__Input records__

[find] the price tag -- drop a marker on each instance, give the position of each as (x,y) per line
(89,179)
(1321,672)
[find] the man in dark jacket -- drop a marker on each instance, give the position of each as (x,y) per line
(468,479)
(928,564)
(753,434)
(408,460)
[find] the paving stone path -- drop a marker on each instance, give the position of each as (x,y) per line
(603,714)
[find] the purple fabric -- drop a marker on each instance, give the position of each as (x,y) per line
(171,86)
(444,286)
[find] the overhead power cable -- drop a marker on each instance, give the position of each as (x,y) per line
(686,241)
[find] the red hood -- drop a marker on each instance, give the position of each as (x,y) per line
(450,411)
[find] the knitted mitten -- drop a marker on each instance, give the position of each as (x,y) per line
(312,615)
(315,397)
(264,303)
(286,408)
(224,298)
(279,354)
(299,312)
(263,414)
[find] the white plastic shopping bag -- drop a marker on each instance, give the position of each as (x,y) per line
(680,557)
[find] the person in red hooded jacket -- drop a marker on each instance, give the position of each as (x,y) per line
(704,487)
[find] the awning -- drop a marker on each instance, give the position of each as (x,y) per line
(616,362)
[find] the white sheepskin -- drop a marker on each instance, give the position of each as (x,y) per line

==

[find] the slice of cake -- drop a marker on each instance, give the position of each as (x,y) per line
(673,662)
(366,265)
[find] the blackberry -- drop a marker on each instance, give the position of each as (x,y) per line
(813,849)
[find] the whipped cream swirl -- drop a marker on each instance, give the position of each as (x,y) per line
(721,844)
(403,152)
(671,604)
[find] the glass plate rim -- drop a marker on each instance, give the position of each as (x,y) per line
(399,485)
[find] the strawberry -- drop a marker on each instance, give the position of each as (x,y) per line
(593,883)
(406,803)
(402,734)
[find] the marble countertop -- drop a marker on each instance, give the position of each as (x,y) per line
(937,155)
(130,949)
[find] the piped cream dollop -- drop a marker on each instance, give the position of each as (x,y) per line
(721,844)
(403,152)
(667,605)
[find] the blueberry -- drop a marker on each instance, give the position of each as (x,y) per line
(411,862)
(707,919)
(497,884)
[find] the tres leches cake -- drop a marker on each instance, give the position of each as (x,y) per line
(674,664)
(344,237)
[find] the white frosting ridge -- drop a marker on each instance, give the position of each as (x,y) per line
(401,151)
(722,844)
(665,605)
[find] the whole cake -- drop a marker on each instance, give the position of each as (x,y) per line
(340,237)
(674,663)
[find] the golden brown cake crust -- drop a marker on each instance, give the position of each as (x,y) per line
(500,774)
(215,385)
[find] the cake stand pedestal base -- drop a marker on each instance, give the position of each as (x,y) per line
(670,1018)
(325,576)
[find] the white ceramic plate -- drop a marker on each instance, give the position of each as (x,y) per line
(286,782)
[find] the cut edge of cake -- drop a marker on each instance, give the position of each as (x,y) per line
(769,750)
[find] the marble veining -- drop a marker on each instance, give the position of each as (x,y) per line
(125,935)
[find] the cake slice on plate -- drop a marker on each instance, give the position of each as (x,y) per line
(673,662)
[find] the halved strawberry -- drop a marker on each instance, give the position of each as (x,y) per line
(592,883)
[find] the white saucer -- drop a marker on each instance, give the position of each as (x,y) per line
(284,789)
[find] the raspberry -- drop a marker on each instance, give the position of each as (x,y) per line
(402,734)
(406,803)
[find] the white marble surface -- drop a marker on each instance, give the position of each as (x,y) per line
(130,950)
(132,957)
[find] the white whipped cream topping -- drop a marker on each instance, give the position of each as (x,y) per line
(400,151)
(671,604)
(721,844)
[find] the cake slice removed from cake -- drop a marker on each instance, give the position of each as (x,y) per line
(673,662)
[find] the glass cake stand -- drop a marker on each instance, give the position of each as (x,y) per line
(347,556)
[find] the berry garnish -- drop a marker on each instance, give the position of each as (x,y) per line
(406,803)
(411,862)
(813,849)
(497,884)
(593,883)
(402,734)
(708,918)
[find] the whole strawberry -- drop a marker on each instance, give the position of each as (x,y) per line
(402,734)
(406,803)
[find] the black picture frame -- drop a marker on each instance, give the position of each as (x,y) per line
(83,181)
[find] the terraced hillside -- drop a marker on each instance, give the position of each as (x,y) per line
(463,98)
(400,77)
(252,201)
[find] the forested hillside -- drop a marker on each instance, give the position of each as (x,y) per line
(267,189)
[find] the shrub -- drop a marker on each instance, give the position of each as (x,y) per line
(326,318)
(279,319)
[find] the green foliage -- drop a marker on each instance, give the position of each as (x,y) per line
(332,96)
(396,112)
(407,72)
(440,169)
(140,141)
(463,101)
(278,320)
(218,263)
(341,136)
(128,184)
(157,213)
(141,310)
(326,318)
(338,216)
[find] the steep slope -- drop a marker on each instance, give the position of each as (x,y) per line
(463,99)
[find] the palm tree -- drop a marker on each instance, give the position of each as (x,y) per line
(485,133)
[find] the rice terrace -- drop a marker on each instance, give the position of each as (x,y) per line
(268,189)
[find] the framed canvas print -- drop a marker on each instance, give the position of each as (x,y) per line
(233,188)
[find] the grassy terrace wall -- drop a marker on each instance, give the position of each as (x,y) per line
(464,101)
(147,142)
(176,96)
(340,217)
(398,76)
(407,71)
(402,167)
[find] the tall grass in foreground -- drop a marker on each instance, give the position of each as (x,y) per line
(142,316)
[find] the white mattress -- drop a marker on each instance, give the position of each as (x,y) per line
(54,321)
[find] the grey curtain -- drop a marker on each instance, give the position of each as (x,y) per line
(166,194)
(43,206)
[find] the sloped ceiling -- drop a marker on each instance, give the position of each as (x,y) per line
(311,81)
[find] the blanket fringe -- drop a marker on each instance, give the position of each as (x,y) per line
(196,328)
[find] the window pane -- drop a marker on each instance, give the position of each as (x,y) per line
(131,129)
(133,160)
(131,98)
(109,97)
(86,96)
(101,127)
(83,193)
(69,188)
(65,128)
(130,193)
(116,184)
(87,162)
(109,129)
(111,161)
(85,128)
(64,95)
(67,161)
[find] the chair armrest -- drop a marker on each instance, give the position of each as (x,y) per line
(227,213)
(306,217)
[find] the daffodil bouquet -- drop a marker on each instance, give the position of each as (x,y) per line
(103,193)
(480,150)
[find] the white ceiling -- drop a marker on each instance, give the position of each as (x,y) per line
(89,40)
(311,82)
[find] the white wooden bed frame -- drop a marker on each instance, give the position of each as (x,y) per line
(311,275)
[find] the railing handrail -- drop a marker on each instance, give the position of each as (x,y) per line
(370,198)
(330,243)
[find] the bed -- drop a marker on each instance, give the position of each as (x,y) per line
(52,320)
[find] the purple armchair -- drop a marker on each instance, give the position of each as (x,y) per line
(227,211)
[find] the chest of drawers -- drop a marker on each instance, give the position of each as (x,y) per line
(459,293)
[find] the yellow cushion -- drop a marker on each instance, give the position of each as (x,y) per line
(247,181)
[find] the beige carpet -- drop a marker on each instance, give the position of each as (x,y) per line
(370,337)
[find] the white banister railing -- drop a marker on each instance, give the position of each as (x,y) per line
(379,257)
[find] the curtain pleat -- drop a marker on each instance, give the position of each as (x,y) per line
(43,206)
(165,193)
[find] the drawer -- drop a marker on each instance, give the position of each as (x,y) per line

__What to do__
Rewrite the material from the line with "[find] the bed" to the line with "[find] the drawer", changing "purple armchair" to "green armchair" and leaving everything else as it is.

__Task output__
[find] the bed -- drop a marker on each instance, give the position of each as (x,y) per line
(52,320)
[find] the green armchair -- drop a marker on each instance, give the position of each as (x,y) per line
(227,211)
[find] the chest of drawers -- drop a marker on each instance, give the position of each as (x,y) per line
(459,293)
[find] the yellow cushion -- drop a marker on each instance, give the position of each as (x,y) per line
(247,181)
[find] the beige carpet -- drop a marker on each instance, give the position of each as (x,y) per line
(370,337)
[find] the white banister railing -- drop a marker on each instance, give the position of each as (x,y) per line
(379,257)
[find] the curtain pleat -- drop a marker on each instance, give the position of each as (x,y) per line
(43,206)
(165,193)
[find] the drawer -- drop a marker on each instance, give the position of each as (x,y) per line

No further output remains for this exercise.